§ Records to use:
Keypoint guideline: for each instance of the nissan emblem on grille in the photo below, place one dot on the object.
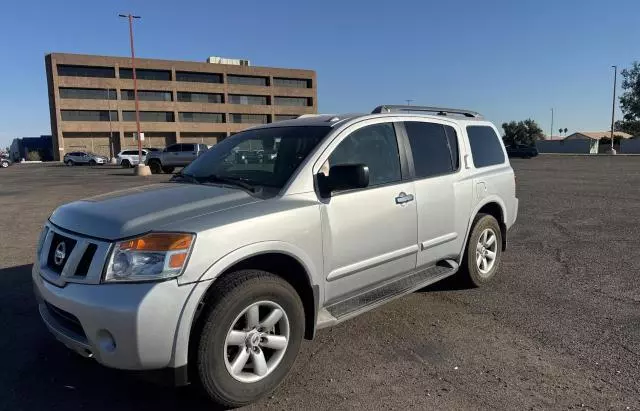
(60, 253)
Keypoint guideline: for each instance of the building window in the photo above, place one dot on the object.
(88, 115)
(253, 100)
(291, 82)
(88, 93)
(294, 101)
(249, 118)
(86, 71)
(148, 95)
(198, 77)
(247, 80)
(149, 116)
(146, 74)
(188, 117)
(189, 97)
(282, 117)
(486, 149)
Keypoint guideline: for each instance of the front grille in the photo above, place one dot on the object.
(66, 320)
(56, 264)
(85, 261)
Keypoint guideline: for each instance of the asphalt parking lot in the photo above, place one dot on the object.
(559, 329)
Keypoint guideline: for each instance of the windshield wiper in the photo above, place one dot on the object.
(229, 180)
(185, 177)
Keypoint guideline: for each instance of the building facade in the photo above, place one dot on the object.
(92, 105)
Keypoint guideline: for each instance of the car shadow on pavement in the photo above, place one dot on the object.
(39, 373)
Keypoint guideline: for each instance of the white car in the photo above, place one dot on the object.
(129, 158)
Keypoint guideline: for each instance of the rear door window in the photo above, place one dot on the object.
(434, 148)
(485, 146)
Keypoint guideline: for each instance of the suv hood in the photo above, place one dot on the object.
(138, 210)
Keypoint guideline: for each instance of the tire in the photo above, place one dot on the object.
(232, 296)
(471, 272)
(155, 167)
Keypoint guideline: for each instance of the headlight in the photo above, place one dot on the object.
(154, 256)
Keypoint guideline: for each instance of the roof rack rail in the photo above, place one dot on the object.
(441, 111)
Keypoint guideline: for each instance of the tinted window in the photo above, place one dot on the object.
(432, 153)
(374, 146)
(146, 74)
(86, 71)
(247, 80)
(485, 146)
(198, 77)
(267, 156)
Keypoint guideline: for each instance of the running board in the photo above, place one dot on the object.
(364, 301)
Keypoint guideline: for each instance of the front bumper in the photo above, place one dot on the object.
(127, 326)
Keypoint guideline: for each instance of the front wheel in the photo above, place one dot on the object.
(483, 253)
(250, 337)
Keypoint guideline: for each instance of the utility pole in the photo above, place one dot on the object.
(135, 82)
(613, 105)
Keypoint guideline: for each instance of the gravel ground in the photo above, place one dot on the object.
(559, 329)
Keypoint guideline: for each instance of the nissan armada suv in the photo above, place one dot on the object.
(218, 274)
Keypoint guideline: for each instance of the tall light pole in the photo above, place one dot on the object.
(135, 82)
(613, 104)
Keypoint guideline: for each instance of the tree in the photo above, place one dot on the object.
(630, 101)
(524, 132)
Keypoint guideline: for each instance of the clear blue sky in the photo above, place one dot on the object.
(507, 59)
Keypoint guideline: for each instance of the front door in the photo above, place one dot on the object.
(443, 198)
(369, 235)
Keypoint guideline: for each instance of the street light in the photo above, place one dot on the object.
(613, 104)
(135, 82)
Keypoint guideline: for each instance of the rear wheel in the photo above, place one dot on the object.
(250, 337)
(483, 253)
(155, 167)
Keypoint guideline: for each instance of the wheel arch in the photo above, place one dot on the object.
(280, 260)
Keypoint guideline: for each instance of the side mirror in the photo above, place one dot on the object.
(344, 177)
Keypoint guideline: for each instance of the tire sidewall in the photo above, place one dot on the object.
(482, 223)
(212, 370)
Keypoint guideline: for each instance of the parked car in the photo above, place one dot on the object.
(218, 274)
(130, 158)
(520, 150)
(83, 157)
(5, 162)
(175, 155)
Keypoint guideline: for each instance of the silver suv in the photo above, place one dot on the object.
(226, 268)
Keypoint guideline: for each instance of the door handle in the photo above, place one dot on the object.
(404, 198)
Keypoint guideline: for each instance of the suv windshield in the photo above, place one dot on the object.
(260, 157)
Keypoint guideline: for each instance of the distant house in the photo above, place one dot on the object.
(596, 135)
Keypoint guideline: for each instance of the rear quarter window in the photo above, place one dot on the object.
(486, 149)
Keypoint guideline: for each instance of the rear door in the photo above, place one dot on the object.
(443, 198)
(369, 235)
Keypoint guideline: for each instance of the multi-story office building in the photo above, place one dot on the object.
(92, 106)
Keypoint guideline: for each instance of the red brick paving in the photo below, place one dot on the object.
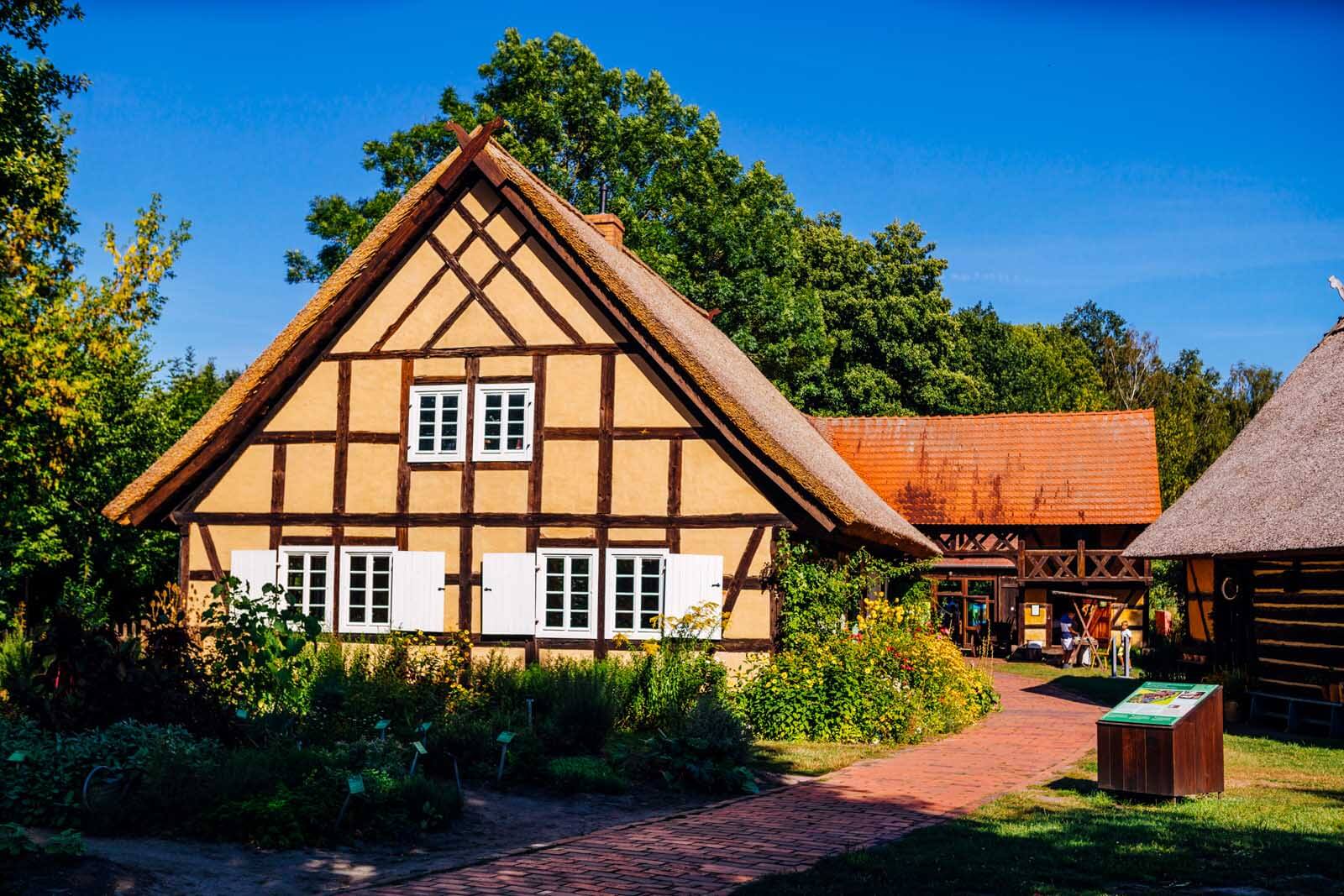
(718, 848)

§ Problem requirements:
With the pictures removed, return all the entries exactly.

§ Response area:
Keypoint guideline: for each instance of the nissan emblem on grille in the photo below, place one dot on the object.
(60, 253)
Keypoint guideline: for each instance of the building window in the photo above, place one dot on the object.
(88, 115)
(253, 100)
(291, 82)
(88, 93)
(294, 101)
(249, 118)
(86, 71)
(148, 95)
(198, 77)
(247, 80)
(149, 116)
(146, 74)
(188, 117)
(189, 97)
(282, 117)
(486, 149)
Keypoint guideline: for each instance of the front grille in the photo above, place one dot on the object.
(66, 320)
(56, 264)
(85, 261)
Keypoint guideline: for each instance of the asphalt parking lot in the photo above, place one dot on the object.
(559, 329)
Keypoint guideline: for each instance of the windshield wiper in the photo above, place one dot on the object.
(229, 180)
(185, 177)
Keypoint guideline: for each instance of the building facade in the photo above, place one dot on the object.
(92, 105)
Keypoint guideline: for each instance of the car shadow on pavement in the photo above, place one dot on the object.
(39, 373)
Keypoint guideline: for each instance of the white car in the photo above, place one dot on the object.
(129, 158)
Keypoint guideline: for each instance of the rear door window in the photo above, place one dot on the object.
(434, 148)
(485, 146)
Keypoint guideline: for each instance of the suv hood in the photo above, place one dot on the object.
(138, 210)
Keypoint guideline: for each instance of the tire in the photo above, place one dot on the object.
(232, 296)
(471, 272)
(155, 167)
Keypoint guideline: for each instance of the headlight in the photo above, place one dot on the object.
(154, 256)
Keypoint guideline: for each instance of the roof rack rail in the photo above, place one dot on the object.
(441, 111)
Keypoint guideline: for each instance of the tinted window in the photo above, place one dot on the object.
(432, 153)
(374, 146)
(146, 74)
(86, 71)
(247, 80)
(485, 146)
(198, 77)
(267, 156)
Keypoint guideline: for each instance of the running board in the photo above, place one dot on the object.
(364, 301)
Keypoint guideline: for each instance of the front bumper in the photo above, place one dot on the object.
(127, 326)
Keypoint guideline: for each instance of the front wheel in the photo above, place one dot on the object.
(483, 253)
(250, 337)
Keypoint guideline: for each instance of the utility pole in the photo above, place one dot on the object.
(135, 82)
(613, 105)
Keypoint guideline: for each instance of the gravel ground in the photo above, place one dot on the object.
(559, 329)
Keypoint guideline: for each instance of the nissan armada suv in the photo above, place one dot on the object.
(218, 274)
Keypoint guideline: for each instance of the tall light pole in the photo above, place one dot on the object.
(135, 82)
(613, 104)
Keypoint guideline: for each instance of the tree in the photo above, place one dot on the object.
(630, 101)
(524, 132)
Keypoint guideline: for each instance of the clear blue sky in the photo above, place one dot on the object.
(507, 59)
Keypoint guideline: for each instance of the front door in the photo above, place one dot on the object.
(443, 198)
(369, 235)
Keypoint guideline: for each instance of the street light in the photo above, place one dot on the object.
(613, 104)
(135, 82)
Keypoint guideline: for each instance of the rear wheel in the photo above, place one dot on the object.
(250, 337)
(483, 253)
(155, 167)
Keypoint guideline: for each instance of the wheel arch in the photo above, place one dot on the object.
(280, 260)
Keypoint guideline: for each instance of the side mirror in the photo above, place one dot on the object.
(344, 177)
Keypoint guideline: for each instance of the tire sidewall in the photo above, place one dot on the object.
(482, 223)
(212, 370)
Keypoint guideline: for each instance of the parked car in the photo above, place one dot on the object.
(218, 274)
(130, 158)
(520, 150)
(83, 157)
(5, 162)
(175, 155)
Keypoint guideline: for each instance of the silver suv in the photo above, place one dot on the object.
(226, 268)
Keypoint guideline: for each instance of the door handle in the photo above, place one dot on the object.
(404, 198)
Keypoint guideline: for each instance of the suv windshield in the photo above, place one dot on the object.
(260, 157)
Keypoint guideline: for each instance of the distant house in the photo above, place one dot on the object.
(596, 135)
Keypoint guideline: for each instance of the rear quarter window in the photo above, place one dot on the object.
(486, 149)
Keypoint guideline: for each instance of the rear door in the photo above, place one dot on the object.
(443, 198)
(369, 235)
Keypoint guideline: for each instance of the multi-story office building in the photo above, place one dot on the object.
(92, 106)
Keypoint guideline: for each instance of the red brick paving in the photo below, place one dot on the object.
(718, 848)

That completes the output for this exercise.